> Task instructions
1. Reproduce the charter pricing text from "Sometimes a low" up to and including "about charter transportation.".
2. Summarize the charter pricing text in two sentences.
3. Turn the paragraph of the charter pricing text beginning "This is where technology" into a bulleted list that keeps its main points.

> Text provided
That story should make every operator stop and think.
Because the customer was not buying the operator’s discomfort. They were buying availability. They were buying a solution. They were buying the ability to stop searching. They were buying the bus that was still available when everyone else was too slow, too full, too disorganized, or too afraid to ask for what the move was actually worth.
And that may be the most important lesson in all of this.
Customers do not always value your service the same way you do. Sometimes they value it less, and we all know what that feels like. But sometimes they value it more, and too many operators never find out because they talk themselves out of the higher price before the quote ever leaves the building.
There is another dangerous assumption in our industry, and it is the idea that a lower price always makes us easier to buy from.
Sometimes it does. But not always.
Sometimes a low price creates confidence. Other times, it creates doubt.
If you are moving your daughter’s wedding party, your company’s largest client, your championship team, or hundreds of conference attendees whose flights and hotel rooms are already locked in, the cheapest option may not feel like a bargain. It may feel like a risk.
Warren Buffett famously said, “Price is what you pay. Value is what you get.” He was talking about investing, but he might as well have been talking about charter transportation.
A customer is not only asking, “How much does this cost?” They are also asking, even if they never say it out loud, “Can I trust this company? Will they answer the phone? Will the bus show up? Will the driver know what they are doing? Will my people be safe? Will I look smart for choosing them? Will this be easy?”
That is value.
And if you are delivering more of that value than the operator down the street, but pricing as though you are interchangeable, then the market is not underpaying you.
You are under-asking.
This is where technology becomes more than a convenience. In a perfect world, pricing would not be a gut feeling, a spreadsheet, and a prayer. It would be a living system that understands historical demand, real-time fleet availability, driver constraints, open quotes, seasonality, lead time, customer behavior, and opportunity cost.
It would help operators see the difference between a trip that merely covers cost and a trip that should command a premium. It would help sales teams quote faster without quoting blindly. It would help owners stop leaving margin scattered across the shop floor like dropped change.

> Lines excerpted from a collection
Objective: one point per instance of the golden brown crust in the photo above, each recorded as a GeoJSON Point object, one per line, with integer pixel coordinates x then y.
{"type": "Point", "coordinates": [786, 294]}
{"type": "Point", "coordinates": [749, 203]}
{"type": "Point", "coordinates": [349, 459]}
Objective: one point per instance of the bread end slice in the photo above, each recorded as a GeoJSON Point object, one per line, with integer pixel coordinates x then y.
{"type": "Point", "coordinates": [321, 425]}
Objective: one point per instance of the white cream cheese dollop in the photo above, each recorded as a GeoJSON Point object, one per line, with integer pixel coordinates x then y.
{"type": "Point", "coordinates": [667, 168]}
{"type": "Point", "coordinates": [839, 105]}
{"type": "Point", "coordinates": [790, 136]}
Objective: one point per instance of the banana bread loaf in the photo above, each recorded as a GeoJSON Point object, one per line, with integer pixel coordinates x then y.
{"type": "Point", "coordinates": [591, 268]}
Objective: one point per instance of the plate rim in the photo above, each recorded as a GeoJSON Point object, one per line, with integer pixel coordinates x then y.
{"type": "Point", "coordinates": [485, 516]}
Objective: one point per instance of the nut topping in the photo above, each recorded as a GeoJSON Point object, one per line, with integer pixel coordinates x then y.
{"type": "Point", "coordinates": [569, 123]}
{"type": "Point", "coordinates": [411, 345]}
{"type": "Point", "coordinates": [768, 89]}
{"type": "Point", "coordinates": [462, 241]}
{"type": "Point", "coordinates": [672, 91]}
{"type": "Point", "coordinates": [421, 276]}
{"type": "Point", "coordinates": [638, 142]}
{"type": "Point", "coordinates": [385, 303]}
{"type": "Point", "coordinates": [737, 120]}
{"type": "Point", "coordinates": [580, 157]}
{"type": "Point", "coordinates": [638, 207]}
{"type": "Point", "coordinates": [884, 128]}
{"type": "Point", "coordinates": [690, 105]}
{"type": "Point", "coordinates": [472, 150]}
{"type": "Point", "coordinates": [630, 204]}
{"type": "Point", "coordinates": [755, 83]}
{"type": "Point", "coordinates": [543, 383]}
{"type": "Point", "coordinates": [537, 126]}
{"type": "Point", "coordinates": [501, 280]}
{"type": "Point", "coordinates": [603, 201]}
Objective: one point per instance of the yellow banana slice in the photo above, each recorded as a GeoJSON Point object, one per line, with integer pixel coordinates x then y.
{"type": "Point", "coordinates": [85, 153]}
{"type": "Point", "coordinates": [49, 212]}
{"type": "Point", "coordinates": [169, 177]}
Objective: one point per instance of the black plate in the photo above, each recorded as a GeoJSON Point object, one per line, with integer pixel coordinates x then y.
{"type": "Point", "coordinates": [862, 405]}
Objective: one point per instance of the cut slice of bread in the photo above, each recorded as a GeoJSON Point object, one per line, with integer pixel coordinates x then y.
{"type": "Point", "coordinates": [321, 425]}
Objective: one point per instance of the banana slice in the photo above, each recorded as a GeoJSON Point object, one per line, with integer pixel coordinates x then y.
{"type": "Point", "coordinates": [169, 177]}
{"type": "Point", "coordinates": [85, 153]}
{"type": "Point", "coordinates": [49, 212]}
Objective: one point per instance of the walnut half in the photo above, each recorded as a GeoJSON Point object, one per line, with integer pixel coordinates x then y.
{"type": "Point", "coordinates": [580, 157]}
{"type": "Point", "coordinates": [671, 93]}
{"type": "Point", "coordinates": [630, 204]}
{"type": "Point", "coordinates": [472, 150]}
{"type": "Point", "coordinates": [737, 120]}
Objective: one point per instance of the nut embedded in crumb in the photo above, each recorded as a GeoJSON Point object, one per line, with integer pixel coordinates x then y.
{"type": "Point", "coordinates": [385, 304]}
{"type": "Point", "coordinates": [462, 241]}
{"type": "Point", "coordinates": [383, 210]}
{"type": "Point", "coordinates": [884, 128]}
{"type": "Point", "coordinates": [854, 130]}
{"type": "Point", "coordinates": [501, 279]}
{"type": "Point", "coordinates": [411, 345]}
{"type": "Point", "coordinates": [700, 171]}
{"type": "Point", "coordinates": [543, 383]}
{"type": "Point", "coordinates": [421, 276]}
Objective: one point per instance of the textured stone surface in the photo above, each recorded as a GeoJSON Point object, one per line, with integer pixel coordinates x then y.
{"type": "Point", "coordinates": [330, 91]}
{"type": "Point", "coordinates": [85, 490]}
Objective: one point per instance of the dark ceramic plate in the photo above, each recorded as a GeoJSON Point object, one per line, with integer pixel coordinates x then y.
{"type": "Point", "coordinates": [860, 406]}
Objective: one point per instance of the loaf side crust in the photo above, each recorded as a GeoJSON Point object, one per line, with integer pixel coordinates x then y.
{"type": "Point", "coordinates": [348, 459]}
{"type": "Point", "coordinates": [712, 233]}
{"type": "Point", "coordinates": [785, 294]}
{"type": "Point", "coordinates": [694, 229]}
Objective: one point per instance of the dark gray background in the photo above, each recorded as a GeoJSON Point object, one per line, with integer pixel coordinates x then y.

> Responses for each task
1.
Sometimes a low price creates confidence. Other times, it creates doubt.
If you are moving your daughter’s wedding party, your company’s largest client, your championship team, or hundreds of conference attendees whose flights and hotel rooms are already locked in, the cheapest option may not feel like a bargain. It may feel like a risk.
Warren Buffett famously said, “Price is what you pay. Value is what you get.” He was talking about investing, but he might as well have been talking about charter transportation.

2. Customers sometimes value a charter service more than operators do, and a low price can feel like a risk rather than a bargain because buyers also weigh trust, safety, reliability and ease. Operators who deliver more value but price as if they were interchangeable are under-asking, and a pricing system built on demand, fleet availability, seasonality and similar factors could help them quote faster and stop leaving margin behind.

3.
- Here technology becomes more than a convenience.
- Ideally, pricing would not rest on a gut feeling, a spreadsheet, and a prayer.
- It would be a living system that understands:
  - historical demand
  - real-time fleet availability
  - driver constraints
  - open quotes
  - seasonality
  - lead time
  - customer behavior
  - opportunity cost